Task description:
Below are records; reproduce exactly the lines from the one containing "You are given a photograph. Locate the white running" through the end, both included, and only those.

((

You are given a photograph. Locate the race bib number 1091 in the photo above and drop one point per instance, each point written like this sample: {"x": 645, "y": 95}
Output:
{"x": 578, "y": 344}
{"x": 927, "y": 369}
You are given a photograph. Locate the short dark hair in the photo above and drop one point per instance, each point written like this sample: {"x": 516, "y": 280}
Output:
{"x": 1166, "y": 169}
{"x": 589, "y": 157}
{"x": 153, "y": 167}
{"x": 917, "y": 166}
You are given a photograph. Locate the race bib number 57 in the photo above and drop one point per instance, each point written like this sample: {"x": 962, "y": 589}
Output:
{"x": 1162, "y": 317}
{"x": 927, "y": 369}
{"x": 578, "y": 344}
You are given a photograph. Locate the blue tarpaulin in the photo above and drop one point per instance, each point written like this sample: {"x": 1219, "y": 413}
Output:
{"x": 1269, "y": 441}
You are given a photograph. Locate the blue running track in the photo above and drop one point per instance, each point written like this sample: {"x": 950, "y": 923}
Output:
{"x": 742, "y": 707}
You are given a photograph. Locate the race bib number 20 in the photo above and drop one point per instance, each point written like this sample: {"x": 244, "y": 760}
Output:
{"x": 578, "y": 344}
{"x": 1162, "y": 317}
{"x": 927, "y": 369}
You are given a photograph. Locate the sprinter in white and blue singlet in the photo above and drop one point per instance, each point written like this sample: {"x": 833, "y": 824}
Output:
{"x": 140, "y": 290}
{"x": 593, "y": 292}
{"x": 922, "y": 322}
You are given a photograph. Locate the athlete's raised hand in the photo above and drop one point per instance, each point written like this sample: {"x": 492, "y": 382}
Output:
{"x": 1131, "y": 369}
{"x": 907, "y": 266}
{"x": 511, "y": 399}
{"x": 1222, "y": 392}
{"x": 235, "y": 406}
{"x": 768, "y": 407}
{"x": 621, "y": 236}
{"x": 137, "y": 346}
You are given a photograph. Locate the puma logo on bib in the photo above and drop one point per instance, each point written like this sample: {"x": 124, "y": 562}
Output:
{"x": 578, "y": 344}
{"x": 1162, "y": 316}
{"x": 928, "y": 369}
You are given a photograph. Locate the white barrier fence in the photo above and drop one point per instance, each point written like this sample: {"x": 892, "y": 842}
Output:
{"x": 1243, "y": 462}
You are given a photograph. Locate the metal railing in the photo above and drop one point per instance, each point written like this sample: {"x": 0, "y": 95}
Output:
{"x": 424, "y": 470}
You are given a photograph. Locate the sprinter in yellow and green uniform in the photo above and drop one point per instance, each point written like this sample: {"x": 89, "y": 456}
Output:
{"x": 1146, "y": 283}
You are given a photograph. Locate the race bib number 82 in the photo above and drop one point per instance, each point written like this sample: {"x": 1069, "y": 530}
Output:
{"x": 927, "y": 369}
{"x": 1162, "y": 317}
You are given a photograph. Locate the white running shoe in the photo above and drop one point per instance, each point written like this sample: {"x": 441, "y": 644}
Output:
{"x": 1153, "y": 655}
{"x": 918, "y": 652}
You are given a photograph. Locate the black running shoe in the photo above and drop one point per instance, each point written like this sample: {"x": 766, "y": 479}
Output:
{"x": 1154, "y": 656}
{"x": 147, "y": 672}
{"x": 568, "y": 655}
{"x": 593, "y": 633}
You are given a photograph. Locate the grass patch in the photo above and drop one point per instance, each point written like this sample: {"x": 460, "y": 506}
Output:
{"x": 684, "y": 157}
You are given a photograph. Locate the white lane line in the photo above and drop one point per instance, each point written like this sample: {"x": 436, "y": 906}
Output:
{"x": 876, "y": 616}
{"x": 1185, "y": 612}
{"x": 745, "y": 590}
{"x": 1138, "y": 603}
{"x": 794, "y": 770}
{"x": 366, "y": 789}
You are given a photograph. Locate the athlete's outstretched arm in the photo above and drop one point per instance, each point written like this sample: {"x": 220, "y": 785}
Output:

))

Exercise response:
You are given a photograph. Locate the white running shoe in the photo above and drop one point per instance, each point written like this sample: {"x": 441, "y": 644}
Output:
{"x": 1153, "y": 655}
{"x": 918, "y": 652}
You are given a photograph. Locate the black running shoe in the photo above and drop one point per instance, each point written like this sample: {"x": 766, "y": 479}
Output:
{"x": 1154, "y": 656}
{"x": 147, "y": 672}
{"x": 568, "y": 655}
{"x": 593, "y": 633}
You are given a photograph. Locate the grass patch in the photo above and drop one point per instance, each point written like this sample: {"x": 460, "y": 506}
Output:
{"x": 684, "y": 157}
You are given a photograph. Locate the white lane line in the photo above and drop one point per instance, each point written like this sample: {"x": 436, "y": 906}
Output:
{"x": 876, "y": 616}
{"x": 1185, "y": 612}
{"x": 745, "y": 590}
{"x": 1138, "y": 603}
{"x": 794, "y": 770}
{"x": 366, "y": 789}
You are given a photograph. Locate the athlete's outstretched arm in the photo above and drop one point per instance, each point written like this sample: {"x": 220, "y": 785}
Output:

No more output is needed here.